Tremors, starring Kevin Bacon, Michael Gross, Reba McEntire, Ariana Richards, Victor Wong, and Fred Ward, is the feature directorial debut of Ron Underwood, who would go on to hit massively with City Slickers and miss even more massively with The Adventures of Pluto Nash. Tremors is neither of those extremes: a perceived disappointment on release, it turned a $5m profit on an $11m budget but really found its groove on home video formats and TV syndication. So, like many others, my own lifelong love affair with this modest masterpiece did not begin with a trip to the theater. To this day, not one of my 60-odd viewings of this ridiculously rewatchable horror-comedy has ever been on the big screen.
No, I first saw Tremors as God intended: on a dodgy VHS recorded off the TV and missing the first 40 seconds. We only upgraded to a store-bought video – and discovered that gorgeous, foreshadowing opening wide shot of Kevin Bacon’s Val peeing off the very cliff where the film will end, doubtless an homage to John Ford’s The Searchers – when that homemade copy grew snowy with overuse and threatened to gum up the VCR. My point here is that you can look back on the film’s lackluster 1990 reception and speculate that it somehow wasn’t made for instant-gratification contemporary mass consumption. Instead, destined to become more beloved by the chosen few who privately discovered it, Tremors was, despite its tone of breezy disposability, built to last.
The sturdiness of its construction begins with the screenplay. Writers Brent Maddock and S.S. Wilson, flirting with fame after the success of Short Circuit, and years before they’d flirt with notoriety by writing Wild Wild West (fun fact: Wild Wild West had a screenplay!) worked and reworked a concept that Wilson had jotted down years before while on a desert hike: “What if there was something under the ground that meant I couldn’t get off this rock?” That slim idea eventually blossomed into an archetypally classic screenplay — seriously, budding screenwriters could save a few hundred bucks by spending the weekend of their Robert McKee seminar just watching this movie repeatedly instead. All the rules are pristinely observed: the gradual escalation of stakes; the way character dictates destiny; and a climax in which the salvation of the community (the remaining townsfolk gathered on that “residual boulder”) and the solution of the hero’s previously established central flaw (Val’s inability to plan ahead) pivot around the same piece of action (the outwitting of Ol’ Stumpy, the final Graboid).

**TO-DO LIST**:
1. Say whether each statement agrees with the passage on Tremors, answering yes or no and quoting the words that decide it: (a) The film made a $5m profit on an $11m budget. (b) The writer first watched the film in a theater. (c) Wilson came up with the film's concept during a desert hike.
2. Offset every coordinate in the answers by -62 and write out the entries again, requests included. Cover only the lines from the start of the entries through the line holding "(1229, 226)", inclusive.
The passage on Tremors and the entries are unrelated to each other.

**INPUT**:
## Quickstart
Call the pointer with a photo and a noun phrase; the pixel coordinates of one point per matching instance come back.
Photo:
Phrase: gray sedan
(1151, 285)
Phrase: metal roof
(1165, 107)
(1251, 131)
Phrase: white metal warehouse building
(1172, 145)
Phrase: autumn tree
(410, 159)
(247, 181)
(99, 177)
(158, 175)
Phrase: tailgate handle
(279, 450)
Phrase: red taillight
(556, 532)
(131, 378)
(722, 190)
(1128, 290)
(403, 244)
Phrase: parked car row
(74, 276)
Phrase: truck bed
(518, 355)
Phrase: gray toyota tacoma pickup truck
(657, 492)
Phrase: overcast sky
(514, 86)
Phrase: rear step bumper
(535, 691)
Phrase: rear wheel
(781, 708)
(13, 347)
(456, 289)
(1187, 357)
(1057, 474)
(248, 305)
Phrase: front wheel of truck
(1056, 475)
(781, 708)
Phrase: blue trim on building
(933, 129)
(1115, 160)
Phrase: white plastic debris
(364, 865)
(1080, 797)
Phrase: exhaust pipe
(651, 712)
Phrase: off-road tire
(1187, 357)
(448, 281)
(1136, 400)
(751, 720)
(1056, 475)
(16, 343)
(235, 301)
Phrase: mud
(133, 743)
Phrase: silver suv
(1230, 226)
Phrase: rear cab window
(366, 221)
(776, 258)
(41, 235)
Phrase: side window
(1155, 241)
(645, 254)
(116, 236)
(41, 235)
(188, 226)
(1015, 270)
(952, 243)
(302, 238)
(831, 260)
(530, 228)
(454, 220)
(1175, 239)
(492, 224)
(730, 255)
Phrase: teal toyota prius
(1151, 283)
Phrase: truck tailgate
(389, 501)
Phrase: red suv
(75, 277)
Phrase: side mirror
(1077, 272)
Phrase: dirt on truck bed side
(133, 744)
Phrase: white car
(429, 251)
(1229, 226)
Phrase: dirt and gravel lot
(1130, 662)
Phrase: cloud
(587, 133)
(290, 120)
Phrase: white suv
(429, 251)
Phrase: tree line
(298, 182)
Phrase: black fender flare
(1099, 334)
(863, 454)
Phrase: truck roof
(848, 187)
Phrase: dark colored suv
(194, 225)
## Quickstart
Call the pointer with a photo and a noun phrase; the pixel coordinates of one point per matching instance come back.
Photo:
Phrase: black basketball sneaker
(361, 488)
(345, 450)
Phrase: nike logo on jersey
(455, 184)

**SOLUTIONS TO THE TASKS**:
1.
(a) Yes: "it turned a $5m profit on an $11m budget"
(b) No: "not one of my 60-odd viewings of this ridiculously rewatchable horror-comedy has ever been on the big screen"
(c) Yes: "a concept that Wilson had jotted down years before while on a desert hike"

2.
## Quickstart
Call the pointer with a photo and a noun phrase; the pixel coordinates of one point per matching instance come back.
Photo:
Phrase: gray sedan
(1089, 223)
Phrase: metal roof
(1103, 45)
(1189, 69)
Phrase: white metal warehouse building
(1110, 83)
Phrase: autumn tree
(348, 97)
(185, 119)
(37, 115)
(96, 113)
Phrase: tailgate handle
(217, 388)
Phrase: red taillight
(494, 470)
(69, 316)
(660, 128)
(1066, 228)
(341, 182)
Phrase: parked car row
(12, 214)
Phrase: truck bed
(456, 293)
Phrase: gray toyota tacoma pickup truck
(595, 430)
Phrase: overcast sky
(452, 24)
Phrase: rear step bumper
(473, 629)
Phrase: rear wheel
(719, 646)
(-49, 285)
(394, 227)
(1125, 295)
(995, 412)
(186, 243)
Phrase: front wheel of truck
(994, 413)
(719, 646)
Phrase: blue trim on building
(871, 67)
(1053, 98)
Phrase: white plastic debris
(302, 803)
(1018, 735)
Phrase: exhaust pipe
(589, 650)
Phrase: off-road tire
(1125, 295)
(386, 219)
(1074, 338)
(689, 658)
(994, 413)
(-46, 281)
(173, 239)
Phrase: mud
(71, 681)
Phrase: silver suv
(1168, 164)
Phrase: rear cab window
(304, 159)
(714, 196)
(-21, 173)
Phrase: side window
(1093, 179)
(583, 192)
(54, 174)
(-21, 173)
(126, 164)
(953, 208)
(890, 181)
(240, 176)
(769, 198)
(468, 166)
(392, 158)
(1113, 177)
(430, 162)
(668, 193)
Phrase: teal toyota prius
(1089, 221)
Phrase: truck tailgate
(327, 439)
Phrase: red suv
(13, 215)
Phrase: side mirror
(1015, 210)
Phrase: dirt on truck bed side
(71, 682)
Phrase: white car
(367, 189)
(1167, 164)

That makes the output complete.